In moving obstacles detection, however, it is not only important to identify the kind of obstacle: a vehicle, a cyclist, a horse-rider, a pedestrian crossing the road or a stray animal. It is also important to be able to determine the potential path of these obstacles and be able to estimate if there exists the possibility of a collision, i.e., if each detected object has the potential to become a threat to the vehicle. For this purpose, it is necessary to be able to estimate the obstacles distance, velocity and direction of movement. In this context, we can understand autonomous vehicle threat assessment (AVTA) as the continuous active inspection of its sensorial data by a vehicle in order to identify road objects and traffic participants that could pose a threat to the vehicle’s navigation.

In the work we present here, we move on from obstacle detection to the next step, which is to identify, in the detected obstacles, features that are relevant to threat assessment in a vehicular navigation system context, such as distance, velocity and also direction of movement from detected objects.

1.1 Objectives

The objective of this work is to investigate the feasibility of the development of a passive vision (PV)-based integrated moving obstacles detection and description approach that fulfills the following requirements:

  • detects and classifies obstacles pertaining to a set of predefined classes;

  • provides depth information about each obstacle, relative to the vehicle;

  • provides information about the trajectory and speed of each obstacle, relative to the vehicle;

  • is capable of determining this information employing only data gained from passive vision, without relying on additional data from LIDAR (light detection and ranging) or other active sensors.
──────────
(What to do)
A. Do these statements agree with the excerpt on moving obstacle detection? Answer yes or no for each and quote the deciding words: (i) The approach relies on LIDAR data to determine obstacle information. (ii) Identifying the kind of obstacle is presented as the only important aspect of moving obstacles detection. (iii) Estimating an obstacle's distance, velocity and direction of movement is described as necessary.
B. Can you transcribe the part of the obstacle-detection excerpt between "In the work" and "from detected objects.", inclusive?

(Material)
──────────
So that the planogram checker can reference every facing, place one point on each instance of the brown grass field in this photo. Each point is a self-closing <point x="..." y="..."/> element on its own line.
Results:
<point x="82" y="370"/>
──────────
(Answers for the exercise)
A.
(i) No: "without relying on additional data from LIDAR (light detection and ranging) or other active sensors"
(ii) No: "it is not only important to identify the kind of obstacle"
(iii) Yes: "it is necessary to be able to estimate the obstacles distance, velocity and direction of movement"

B.
In the work we present here, we move on from obstacle detection to the next step, which is to identify, in the detected obstacles, features that are relevant to threat assessment in a vehicular navigation system context, such as distance, velocity and also direction of movement from detected objects.